##### Ausgewählter Auszug
Nastić: Ja, das halte ich aber für richtig.

UZ: Im Übrigen eine kommunistische Tradition.

Nastić: Ich weiß.

UZ: Sie waren lange Zeit in der Partei DIE LINKE, haben dort auch viel Herzblut reingesteckt. Inwiefern haben Sie jetzt das Gefühl, dass dieses neue Projekt nicht dieselben Fehler macht oder in dieselbe oder eine andere Richtung abgleitet, wo Sie nicht mehr mitkönnen?

Nastić: Das ist genau der Punkt, warum nicht jeder rein darf. Wir haben innerhalb der LINKEN erlebt, wie plötzlich bestimmte urbane Milieus kamen und irgendwelche Funktionäre eingesetzt wurden, um die Inhalte zu verschieben – entgegen dem Grundsatzprogramm. Darüber hat dann kaum jemand mehr geredet. Wir möchten, dass mit uns Leute arbeiten und in die Partei kommen, die mit uns und unseren Inhalten an einem Strang ziehen. Nur so können wir die politische Landschaft verändern. Bislang gelingt das sehr gut und ich hoffe, wir werden es auch weiter so hinbekommen.

UZ: Vielen Dank für das Gespräch und alles Gute!
##########
* [Die Aufgabe]: Schreiben Sie aus dem Interview den Abschnitt von "UZ: Sie waren lange" bis "nicht mehr mitkönnen?" wortgetreu ab.
##### Datensatz
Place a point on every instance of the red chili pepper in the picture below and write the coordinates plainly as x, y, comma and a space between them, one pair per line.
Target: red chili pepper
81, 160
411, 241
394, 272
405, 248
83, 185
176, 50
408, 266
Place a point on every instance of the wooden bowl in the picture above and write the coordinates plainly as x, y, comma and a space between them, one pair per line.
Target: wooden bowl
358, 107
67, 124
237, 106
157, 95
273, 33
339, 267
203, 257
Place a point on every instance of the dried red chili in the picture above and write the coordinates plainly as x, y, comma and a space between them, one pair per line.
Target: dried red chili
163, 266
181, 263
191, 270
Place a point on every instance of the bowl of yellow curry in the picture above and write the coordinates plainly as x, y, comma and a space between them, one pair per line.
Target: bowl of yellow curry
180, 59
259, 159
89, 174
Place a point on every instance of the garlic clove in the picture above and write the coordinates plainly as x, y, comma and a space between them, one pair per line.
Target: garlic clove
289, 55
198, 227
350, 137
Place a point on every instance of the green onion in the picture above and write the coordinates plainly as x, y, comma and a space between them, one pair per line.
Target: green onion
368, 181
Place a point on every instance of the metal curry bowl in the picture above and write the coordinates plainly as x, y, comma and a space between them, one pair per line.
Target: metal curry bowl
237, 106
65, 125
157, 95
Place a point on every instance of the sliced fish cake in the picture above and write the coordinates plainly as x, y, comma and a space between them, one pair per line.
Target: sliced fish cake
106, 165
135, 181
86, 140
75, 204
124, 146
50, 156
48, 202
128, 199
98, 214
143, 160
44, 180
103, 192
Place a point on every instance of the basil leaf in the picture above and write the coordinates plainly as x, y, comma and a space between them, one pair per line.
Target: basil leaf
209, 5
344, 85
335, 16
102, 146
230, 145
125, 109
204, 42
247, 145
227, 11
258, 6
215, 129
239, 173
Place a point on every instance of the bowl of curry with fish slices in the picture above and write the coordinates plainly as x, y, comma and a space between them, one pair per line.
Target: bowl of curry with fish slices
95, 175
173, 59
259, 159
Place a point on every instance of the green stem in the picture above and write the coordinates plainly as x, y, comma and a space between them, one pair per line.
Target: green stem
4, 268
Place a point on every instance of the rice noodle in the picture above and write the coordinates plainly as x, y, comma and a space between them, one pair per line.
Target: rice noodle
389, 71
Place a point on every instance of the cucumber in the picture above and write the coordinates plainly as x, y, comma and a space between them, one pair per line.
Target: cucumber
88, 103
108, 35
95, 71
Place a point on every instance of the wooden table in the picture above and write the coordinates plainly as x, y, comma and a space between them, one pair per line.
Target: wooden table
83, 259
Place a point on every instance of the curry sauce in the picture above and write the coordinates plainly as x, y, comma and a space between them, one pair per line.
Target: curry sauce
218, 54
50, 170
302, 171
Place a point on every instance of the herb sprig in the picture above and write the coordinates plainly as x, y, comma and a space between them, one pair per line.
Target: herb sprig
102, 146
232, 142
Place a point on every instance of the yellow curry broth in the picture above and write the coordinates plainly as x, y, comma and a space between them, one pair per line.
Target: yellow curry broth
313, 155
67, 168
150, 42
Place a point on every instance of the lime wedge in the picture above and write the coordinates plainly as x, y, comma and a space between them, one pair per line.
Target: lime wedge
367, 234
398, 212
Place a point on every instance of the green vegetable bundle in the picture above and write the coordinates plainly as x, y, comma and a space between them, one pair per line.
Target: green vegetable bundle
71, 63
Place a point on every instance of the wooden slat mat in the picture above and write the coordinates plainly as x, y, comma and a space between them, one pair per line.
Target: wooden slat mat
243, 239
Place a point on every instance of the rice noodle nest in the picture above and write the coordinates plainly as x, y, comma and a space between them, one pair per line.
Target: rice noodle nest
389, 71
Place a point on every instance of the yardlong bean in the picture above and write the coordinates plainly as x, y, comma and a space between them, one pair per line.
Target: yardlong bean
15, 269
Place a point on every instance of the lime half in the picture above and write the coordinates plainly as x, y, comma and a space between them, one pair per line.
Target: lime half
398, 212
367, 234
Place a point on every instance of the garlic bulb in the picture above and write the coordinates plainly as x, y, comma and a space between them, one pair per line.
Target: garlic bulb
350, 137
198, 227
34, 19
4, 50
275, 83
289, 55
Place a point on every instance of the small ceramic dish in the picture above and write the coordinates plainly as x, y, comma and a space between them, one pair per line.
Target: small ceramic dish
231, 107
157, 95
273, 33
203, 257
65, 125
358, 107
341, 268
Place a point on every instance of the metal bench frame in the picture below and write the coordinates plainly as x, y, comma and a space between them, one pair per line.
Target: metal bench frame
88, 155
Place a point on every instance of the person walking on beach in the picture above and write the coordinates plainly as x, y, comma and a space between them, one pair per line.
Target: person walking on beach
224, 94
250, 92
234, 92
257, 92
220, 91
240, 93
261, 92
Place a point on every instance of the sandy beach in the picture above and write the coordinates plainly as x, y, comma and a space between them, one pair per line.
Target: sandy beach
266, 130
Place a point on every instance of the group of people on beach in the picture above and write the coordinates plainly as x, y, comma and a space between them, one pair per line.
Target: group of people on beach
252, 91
##########
* [Lösung der Aufgabe]:
UZ: Sie waren lange Zeit in der Partei DIE LINKE, haben dort auch viel Herzblut reingesteckt. Inwiefern haben Sie jetzt das Gefühl, dass dieses neue Projekt nicht dieselben Fehler macht oder in dieselbe oder eine andere Richtung abgleitet, wo Sie nicht mehr mitkönnen?